Put every line of the items below into a numbered list, skipping blank lines and leaving out the pictures.

Items for segmentation labeling:
----------------------------------------

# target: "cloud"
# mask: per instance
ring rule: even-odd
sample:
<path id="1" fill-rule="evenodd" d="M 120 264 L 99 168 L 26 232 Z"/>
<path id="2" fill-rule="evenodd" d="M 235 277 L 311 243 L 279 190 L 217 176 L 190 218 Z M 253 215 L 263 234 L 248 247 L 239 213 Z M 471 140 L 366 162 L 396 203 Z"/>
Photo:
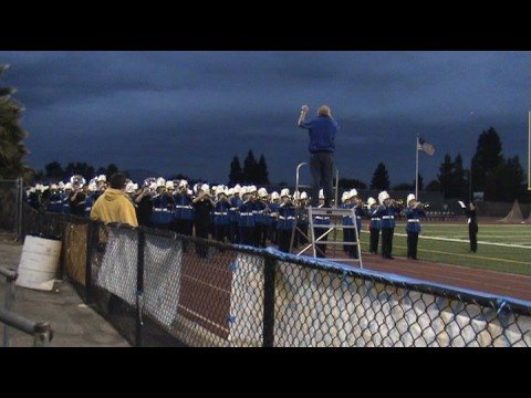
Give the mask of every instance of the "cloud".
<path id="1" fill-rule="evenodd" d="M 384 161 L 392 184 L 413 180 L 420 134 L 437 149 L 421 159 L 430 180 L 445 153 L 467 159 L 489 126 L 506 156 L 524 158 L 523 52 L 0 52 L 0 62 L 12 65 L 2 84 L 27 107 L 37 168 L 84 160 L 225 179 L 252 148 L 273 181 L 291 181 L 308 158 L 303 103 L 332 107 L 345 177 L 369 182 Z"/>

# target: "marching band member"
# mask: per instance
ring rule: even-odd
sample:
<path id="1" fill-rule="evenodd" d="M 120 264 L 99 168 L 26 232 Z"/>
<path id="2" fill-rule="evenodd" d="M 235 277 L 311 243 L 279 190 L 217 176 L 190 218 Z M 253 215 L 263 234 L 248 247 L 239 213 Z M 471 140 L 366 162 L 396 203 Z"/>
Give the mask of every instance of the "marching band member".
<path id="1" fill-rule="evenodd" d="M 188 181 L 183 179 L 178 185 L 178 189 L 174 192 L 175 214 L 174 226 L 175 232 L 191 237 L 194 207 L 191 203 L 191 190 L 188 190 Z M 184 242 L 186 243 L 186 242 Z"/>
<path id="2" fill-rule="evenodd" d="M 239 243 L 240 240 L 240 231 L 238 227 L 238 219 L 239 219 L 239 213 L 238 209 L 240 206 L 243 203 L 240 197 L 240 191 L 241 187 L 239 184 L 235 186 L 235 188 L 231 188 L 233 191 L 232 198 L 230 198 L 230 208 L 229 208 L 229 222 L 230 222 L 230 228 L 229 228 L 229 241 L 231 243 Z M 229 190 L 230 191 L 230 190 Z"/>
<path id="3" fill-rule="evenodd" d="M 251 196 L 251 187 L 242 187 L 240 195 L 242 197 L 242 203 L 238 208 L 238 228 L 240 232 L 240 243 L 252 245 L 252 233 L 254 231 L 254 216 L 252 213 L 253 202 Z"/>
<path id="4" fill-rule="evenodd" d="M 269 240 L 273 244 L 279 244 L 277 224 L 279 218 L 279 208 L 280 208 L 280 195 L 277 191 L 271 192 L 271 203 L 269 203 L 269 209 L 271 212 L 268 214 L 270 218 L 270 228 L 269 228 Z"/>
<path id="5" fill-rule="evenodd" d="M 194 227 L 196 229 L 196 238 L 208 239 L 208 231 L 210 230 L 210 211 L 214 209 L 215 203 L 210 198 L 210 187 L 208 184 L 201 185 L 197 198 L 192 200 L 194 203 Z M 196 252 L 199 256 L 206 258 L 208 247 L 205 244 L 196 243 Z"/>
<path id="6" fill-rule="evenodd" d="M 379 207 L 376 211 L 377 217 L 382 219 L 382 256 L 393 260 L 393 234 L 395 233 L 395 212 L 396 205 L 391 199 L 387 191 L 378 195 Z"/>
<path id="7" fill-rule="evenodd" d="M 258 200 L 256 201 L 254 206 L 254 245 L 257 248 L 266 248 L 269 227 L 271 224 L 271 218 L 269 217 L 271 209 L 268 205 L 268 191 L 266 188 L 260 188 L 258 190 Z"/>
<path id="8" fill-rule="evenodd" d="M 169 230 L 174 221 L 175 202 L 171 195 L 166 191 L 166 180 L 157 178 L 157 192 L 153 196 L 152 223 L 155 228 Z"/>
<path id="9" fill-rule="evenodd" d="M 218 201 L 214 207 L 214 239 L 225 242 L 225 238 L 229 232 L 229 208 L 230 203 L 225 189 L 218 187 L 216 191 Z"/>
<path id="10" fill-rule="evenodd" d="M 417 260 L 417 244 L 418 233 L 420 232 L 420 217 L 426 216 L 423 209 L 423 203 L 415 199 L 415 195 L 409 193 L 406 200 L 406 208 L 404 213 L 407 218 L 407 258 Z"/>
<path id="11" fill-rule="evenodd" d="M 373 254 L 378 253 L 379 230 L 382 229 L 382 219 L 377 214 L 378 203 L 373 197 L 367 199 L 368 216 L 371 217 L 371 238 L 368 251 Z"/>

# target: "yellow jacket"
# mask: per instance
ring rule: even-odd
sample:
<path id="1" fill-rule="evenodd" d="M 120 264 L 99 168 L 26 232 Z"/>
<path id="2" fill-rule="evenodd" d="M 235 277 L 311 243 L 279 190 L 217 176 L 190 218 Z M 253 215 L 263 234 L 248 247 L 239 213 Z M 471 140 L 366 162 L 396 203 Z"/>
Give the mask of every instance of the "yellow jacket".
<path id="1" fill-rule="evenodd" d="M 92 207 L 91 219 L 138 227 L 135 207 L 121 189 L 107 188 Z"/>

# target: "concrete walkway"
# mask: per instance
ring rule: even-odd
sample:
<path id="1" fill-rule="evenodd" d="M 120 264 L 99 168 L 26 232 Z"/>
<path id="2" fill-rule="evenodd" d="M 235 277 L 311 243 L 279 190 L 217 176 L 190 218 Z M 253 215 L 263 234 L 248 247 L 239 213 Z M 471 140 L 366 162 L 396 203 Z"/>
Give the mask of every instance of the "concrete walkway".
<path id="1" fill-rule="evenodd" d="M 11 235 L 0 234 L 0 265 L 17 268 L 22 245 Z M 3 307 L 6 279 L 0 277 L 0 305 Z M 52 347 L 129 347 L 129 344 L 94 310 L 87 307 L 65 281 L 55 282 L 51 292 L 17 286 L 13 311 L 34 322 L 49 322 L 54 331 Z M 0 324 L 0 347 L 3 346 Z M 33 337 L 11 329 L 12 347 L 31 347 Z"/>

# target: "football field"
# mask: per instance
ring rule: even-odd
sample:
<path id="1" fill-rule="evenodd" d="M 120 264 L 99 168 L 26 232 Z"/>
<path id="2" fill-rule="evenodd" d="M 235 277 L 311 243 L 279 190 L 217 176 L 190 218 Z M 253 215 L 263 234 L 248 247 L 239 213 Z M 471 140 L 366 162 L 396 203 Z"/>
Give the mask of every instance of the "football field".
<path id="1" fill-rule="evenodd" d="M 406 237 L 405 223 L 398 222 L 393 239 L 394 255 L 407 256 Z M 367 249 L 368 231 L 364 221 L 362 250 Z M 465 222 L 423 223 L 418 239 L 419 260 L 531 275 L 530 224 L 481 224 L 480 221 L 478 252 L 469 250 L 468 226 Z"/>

----------------------------------------

Answer below:
1. # target: "cloud"
2. # mask: per instance
3. ring rule: even-odd
4. sample:
5. <path id="1" fill-rule="evenodd" d="M 120 264 L 99 168 L 26 232 Z"/>
6. <path id="2" fill-rule="evenodd" d="M 235 277 L 311 243 L 279 190 L 217 176 L 190 218 Z M 253 215 L 263 234 L 248 247 L 239 213 Z M 471 140 L 366 162 L 396 203 Z"/>
7. Photo:
8. Give the mask of every instance of the "cloud".
9. <path id="1" fill-rule="evenodd" d="M 384 161 L 392 184 L 413 180 L 420 134 L 437 149 L 421 159 L 430 180 L 445 153 L 467 159 L 489 126 L 506 156 L 524 158 L 523 52 L 0 52 L 0 62 L 12 65 L 2 84 L 27 107 L 37 168 L 84 160 L 225 179 L 252 148 L 273 181 L 291 181 L 308 158 L 303 103 L 332 107 L 345 177 L 369 182 Z"/>
10. # target: "marching band member"
11. # mask: per instance
12. ring rule: even-odd
13. sample:
14. <path id="1" fill-rule="evenodd" d="M 120 264 L 99 168 L 26 232 Z"/>
15. <path id="2" fill-rule="evenodd" d="M 235 277 L 311 243 L 279 190 L 217 176 L 190 218 Z M 253 215 L 263 234 L 248 247 L 239 213 Z M 471 140 L 366 162 L 396 203 Z"/>
16. Give the mask of every instance of the "marching band member".
17. <path id="1" fill-rule="evenodd" d="M 188 181 L 183 179 L 178 185 L 178 189 L 174 192 L 175 214 L 174 226 L 175 232 L 191 237 L 194 207 L 191 203 L 191 190 L 188 190 Z M 184 242 L 186 243 L 186 242 Z"/>
18. <path id="2" fill-rule="evenodd" d="M 239 243 L 240 240 L 240 231 L 238 227 L 238 219 L 239 219 L 239 213 L 238 209 L 240 206 L 243 203 L 240 197 L 240 191 L 241 187 L 239 184 L 235 186 L 235 188 L 231 188 L 233 191 L 232 198 L 230 198 L 230 208 L 229 208 L 229 222 L 230 222 L 230 228 L 229 228 L 229 241 L 231 243 Z M 229 190 L 230 191 L 230 190 Z"/>
19. <path id="3" fill-rule="evenodd" d="M 251 196 L 251 187 L 242 187 L 240 195 L 242 197 L 242 203 L 238 208 L 238 228 L 240 232 L 240 243 L 252 245 L 252 233 L 254 231 L 254 216 L 252 213 L 253 202 Z"/>
20. <path id="4" fill-rule="evenodd" d="M 269 240 L 273 244 L 279 244 L 277 224 L 279 218 L 279 208 L 280 208 L 280 195 L 277 191 L 271 192 L 271 203 L 269 203 L 269 209 L 271 212 L 268 214 L 270 218 L 270 228 L 269 228 Z"/>
21. <path id="5" fill-rule="evenodd" d="M 194 227 L 196 229 L 196 238 L 208 239 L 208 231 L 210 230 L 210 211 L 214 209 L 215 203 L 210 198 L 210 187 L 208 184 L 201 185 L 197 198 L 192 200 L 194 203 Z M 196 252 L 199 256 L 206 258 L 208 247 L 205 244 L 196 243 Z"/>
22. <path id="6" fill-rule="evenodd" d="M 379 207 L 376 211 L 377 217 L 382 219 L 382 256 L 393 260 L 393 234 L 395 233 L 395 212 L 396 205 L 391 199 L 387 191 L 378 195 Z"/>
23. <path id="7" fill-rule="evenodd" d="M 258 200 L 256 201 L 254 206 L 254 245 L 257 248 L 266 248 L 269 227 L 271 224 L 271 218 L 269 217 L 271 209 L 268 205 L 268 191 L 266 188 L 260 188 L 258 190 Z"/>
24. <path id="8" fill-rule="evenodd" d="M 169 230 L 174 221 L 175 202 L 171 195 L 166 191 L 166 180 L 157 178 L 157 192 L 153 196 L 152 223 L 155 228 Z"/>
25. <path id="9" fill-rule="evenodd" d="M 218 201 L 214 207 L 214 239 L 225 242 L 225 238 L 229 232 L 229 208 L 230 203 L 225 189 L 218 187 L 216 191 Z"/>
26. <path id="10" fill-rule="evenodd" d="M 417 260 L 417 244 L 418 233 L 420 232 L 420 217 L 426 216 L 423 209 L 423 203 L 415 199 L 415 195 L 409 193 L 406 200 L 406 208 L 404 213 L 407 218 L 407 258 Z"/>
27. <path id="11" fill-rule="evenodd" d="M 373 254 L 378 253 L 379 230 L 382 229 L 382 219 L 377 214 L 378 203 L 373 197 L 367 199 L 368 216 L 371 217 L 371 238 L 368 251 Z"/>
28. # target: "yellow jacket"
29. # mask: per instance
30. ring rule: even-odd
31. sample:
32. <path id="1" fill-rule="evenodd" d="M 120 264 L 99 168 L 26 232 Z"/>
33. <path id="2" fill-rule="evenodd" d="M 235 277 L 311 243 L 279 190 L 217 176 L 190 218 Z M 253 215 L 263 234 L 248 247 L 239 213 Z M 471 140 L 366 162 L 396 203 Z"/>
34. Give the mask of every instance of the "yellow jacket".
35. <path id="1" fill-rule="evenodd" d="M 92 207 L 91 219 L 138 227 L 135 207 L 121 189 L 107 188 Z"/>
36. # target: "concrete walkway"
37. # mask: per instance
38. ring rule: even-odd
39. sample:
40. <path id="1" fill-rule="evenodd" d="M 120 264 L 99 168 L 26 232 Z"/>
41. <path id="2" fill-rule="evenodd" d="M 235 277 L 311 243 L 279 190 L 217 176 L 190 218 Z M 253 215 L 263 234 L 248 247 L 239 213 Z M 471 140 L 366 162 L 396 203 Z"/>
42. Give the mask of every instance of the "concrete walkway".
43. <path id="1" fill-rule="evenodd" d="M 11 235 L 0 234 L 0 265 L 17 268 L 22 245 Z M 3 307 L 6 279 L 0 277 L 0 305 Z M 52 347 L 129 347 L 129 344 L 94 310 L 87 307 L 65 281 L 55 282 L 51 292 L 17 286 L 13 311 L 34 322 L 49 322 L 54 331 Z M 0 324 L 0 347 L 3 346 Z M 33 337 L 11 329 L 12 347 L 31 347 Z"/>
44. # target: "football field"
45. # mask: per instance
46. ring rule: even-odd
47. sample:
48. <path id="1" fill-rule="evenodd" d="M 120 264 L 99 168 L 26 232 Z"/>
49. <path id="2" fill-rule="evenodd" d="M 235 277 L 311 243 L 279 190 L 217 176 L 190 218 Z M 253 215 L 263 234 L 248 247 L 239 213 Z M 471 140 L 366 162 L 396 203 Z"/>
50. Give the mask of every instance of the "football field".
51. <path id="1" fill-rule="evenodd" d="M 406 237 L 405 223 L 398 222 L 393 239 L 394 255 L 407 256 Z M 367 249 L 368 231 L 364 221 L 362 250 Z M 465 222 L 423 223 L 418 239 L 419 260 L 531 275 L 530 224 L 481 224 L 480 221 L 478 252 L 469 250 L 468 226 Z"/>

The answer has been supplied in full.